(Records from a data source)
##########
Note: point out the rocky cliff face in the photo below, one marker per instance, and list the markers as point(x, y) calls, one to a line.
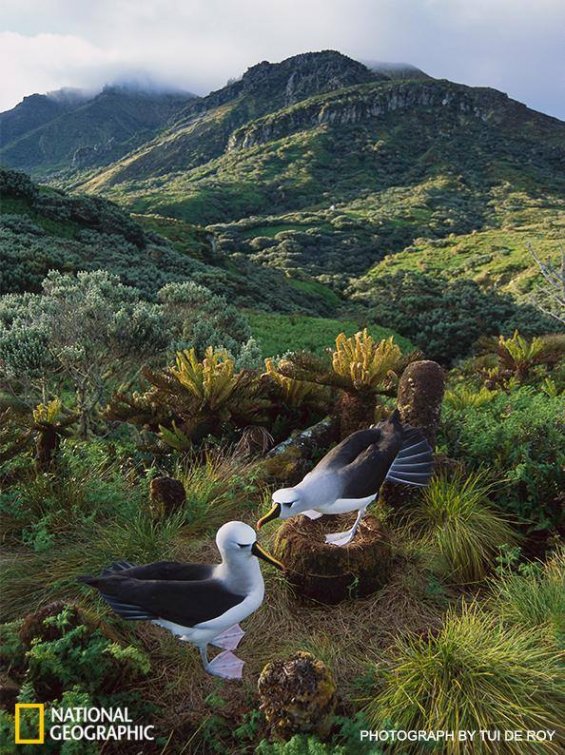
point(357, 107)
point(294, 79)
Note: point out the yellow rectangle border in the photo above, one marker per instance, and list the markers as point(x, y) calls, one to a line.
point(17, 738)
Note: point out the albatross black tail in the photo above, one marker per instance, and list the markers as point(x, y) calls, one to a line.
point(413, 464)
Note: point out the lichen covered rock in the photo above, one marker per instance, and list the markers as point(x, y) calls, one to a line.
point(420, 394)
point(297, 695)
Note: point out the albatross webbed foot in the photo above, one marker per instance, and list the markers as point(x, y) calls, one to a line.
point(340, 538)
point(343, 538)
point(226, 665)
point(229, 639)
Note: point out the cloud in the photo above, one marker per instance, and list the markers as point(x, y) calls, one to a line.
point(513, 45)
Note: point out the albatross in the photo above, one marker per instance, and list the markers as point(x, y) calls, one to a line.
point(199, 603)
point(349, 477)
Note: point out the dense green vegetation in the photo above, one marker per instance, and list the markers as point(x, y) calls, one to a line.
point(298, 239)
point(277, 334)
point(43, 229)
point(70, 130)
point(74, 498)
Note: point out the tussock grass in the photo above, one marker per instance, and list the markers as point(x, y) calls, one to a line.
point(534, 596)
point(218, 488)
point(476, 673)
point(459, 528)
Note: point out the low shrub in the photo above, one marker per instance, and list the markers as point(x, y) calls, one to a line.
point(520, 434)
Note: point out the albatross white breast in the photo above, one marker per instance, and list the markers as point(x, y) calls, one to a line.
point(349, 477)
point(200, 603)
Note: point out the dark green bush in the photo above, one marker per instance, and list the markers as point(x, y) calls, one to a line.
point(519, 436)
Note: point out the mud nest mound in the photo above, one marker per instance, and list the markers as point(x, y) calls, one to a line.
point(328, 573)
point(298, 694)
##########
WHAT TO DO:
Pictures do not go in the copy; print every entry exactly as it stands.

COMPLETED EXERCISE:
Note: point out the rocky cliff face in the photo below, one marker per instance, and list the markers as point(x, y) calls, one to a line.
point(357, 107)
point(294, 79)
Note: point out the yellow rectangle border in the photo above, one marker per instance, and list the markers as point(x, y) calls, one to a line.
point(17, 738)
Note: point out the albatross black tail in the photo above, one marker per instance, and list the markers as point(x, y) calls, one to a line.
point(413, 464)
Note: point out the lichen covered rock in the photo above, one marker per instance, and list the markers as point(x, y) calls, one to a line.
point(420, 394)
point(297, 695)
Note: point out the albatross webbed foot in the photo above, one marker per instance, and list the markers as point(x, y) calls, one to a line.
point(340, 538)
point(343, 538)
point(226, 665)
point(229, 639)
Note: point out the cloud in the photo above, one marker per instance, and list the markers as point(x, y) calls, one to a line.
point(513, 45)
Note: point out the albatross in the photo above, one marker per instance, and list the markers as point(x, y) calls, one to a line.
point(199, 603)
point(349, 477)
Note: point out the dense green vegetation in the photo above, one marker per instance, and list the markers as point(x, y) calls, one to a line.
point(298, 239)
point(277, 334)
point(43, 229)
point(70, 130)
point(74, 498)
Note: point out the tussock grass in the photo above, one marker per instance, and list the markers as point(x, y) calls, one to a line.
point(534, 596)
point(218, 488)
point(476, 673)
point(459, 528)
Note: point out the low shrub in the photo above, one marker per instance, and list the markers as point(x, y) calls, one to a line.
point(520, 434)
Note: point out the albatross white breast in the photo above, one marker per instance, and list the markers as point(x, y) calls, one to a line.
point(349, 477)
point(200, 603)
Note: point out the dark green bush in the photo above, one marker per instance, and list the markers as point(x, y) calls, one to a line.
point(519, 436)
Note: point out the mud nest mound in the photo above, one marker per instance, and list the markers as point(x, y) calls, one to a line.
point(328, 573)
point(298, 694)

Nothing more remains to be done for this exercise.